Tasks to carry out:
[1] List, in order of appearance, every speaker label that introduces a spoken line in the hearing excerpt, reproducing each label as it appears.
[2] Copy the lines of the listing verbatim, starting at its first line and ending at the line containing "An instance may span several separate parts.", with both ends included and the pictures left out.

Source excerpt:
— start —

Before the end of the hearing, the government’s counsel confirmed for
the record that Biyiklioglu was content to proceed to trial with counsel after
being allowed to file his motions:
[Government counsel]: Your Honor, I just wanted to make the
record just to continue what Mr. Biyiklioglu said about that he did
not want to proceed as pro se he wanted an attorney to represent
himself. He said to me, and if he will confirm that. He was not
going to go to trial without an attorney. He wanted to kind of pro
se, to go pro se to just file his motions, but did not intend to go to
trial without an attorney representing him; is that correct?
THE DEFENDANT: Yes, that’s –
[Government Counsel]: That’s what you just told me. So I just
wanted to make sure that he conveyed that to me, which he’s
already conveyed to the Court is that he always intended to go
forward -- to trial with an attorney.

— end —

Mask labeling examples
— start —

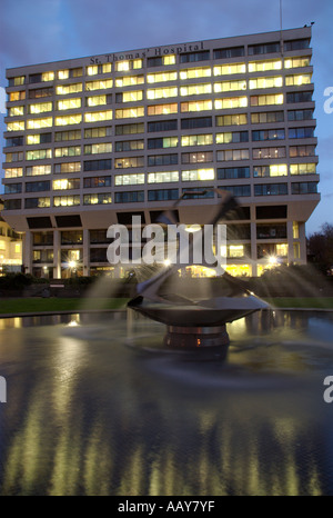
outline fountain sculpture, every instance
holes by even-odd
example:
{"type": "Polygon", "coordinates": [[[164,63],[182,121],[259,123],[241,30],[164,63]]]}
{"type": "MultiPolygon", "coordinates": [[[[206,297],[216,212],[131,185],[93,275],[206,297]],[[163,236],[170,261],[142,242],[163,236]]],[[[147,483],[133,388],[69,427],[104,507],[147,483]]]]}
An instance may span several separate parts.
{"type": "MultiPolygon", "coordinates": [[[[238,207],[234,197],[229,191],[211,189],[221,198],[221,203],[210,225],[215,227],[219,221],[231,210],[238,207]]],[[[205,193],[203,191],[202,193],[205,193]]],[[[174,203],[173,209],[190,196],[183,192],[174,203]]],[[[174,211],[164,212],[160,221],[172,225],[174,211]]],[[[190,257],[193,252],[193,241],[189,243],[190,257]]],[[[202,266],[208,266],[204,260],[202,266]]],[[[139,282],[138,295],[130,300],[128,307],[139,313],[167,325],[164,346],[171,349],[192,349],[208,346],[228,346],[229,335],[225,325],[238,320],[254,311],[269,308],[269,305],[250,292],[241,281],[224,272],[220,280],[218,296],[182,297],[172,292],[168,293],[165,286],[168,280],[176,273],[181,267],[180,255],[175,263],[169,266],[144,282],[139,282]]]]}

— end —

Final answers:
[1]
[Government counsel]
THE DEFENDANT
[Government Counsel]

[2]
outline fountain sculpture, every instance
holes by even-odd
example:
{"type": "Polygon", "coordinates": [[[164,63],[182,121],[259,123],[241,30],[164,63]]]}
{"type": "MultiPolygon", "coordinates": [[[[206,297],[216,212],[131,185],[93,275],[206,297]],[[163,236],[170,261],[142,242],[163,236]]],[[[147,483],[133,388],[69,427],[104,507],[147,483]]]]}
An instance may span several separate parts.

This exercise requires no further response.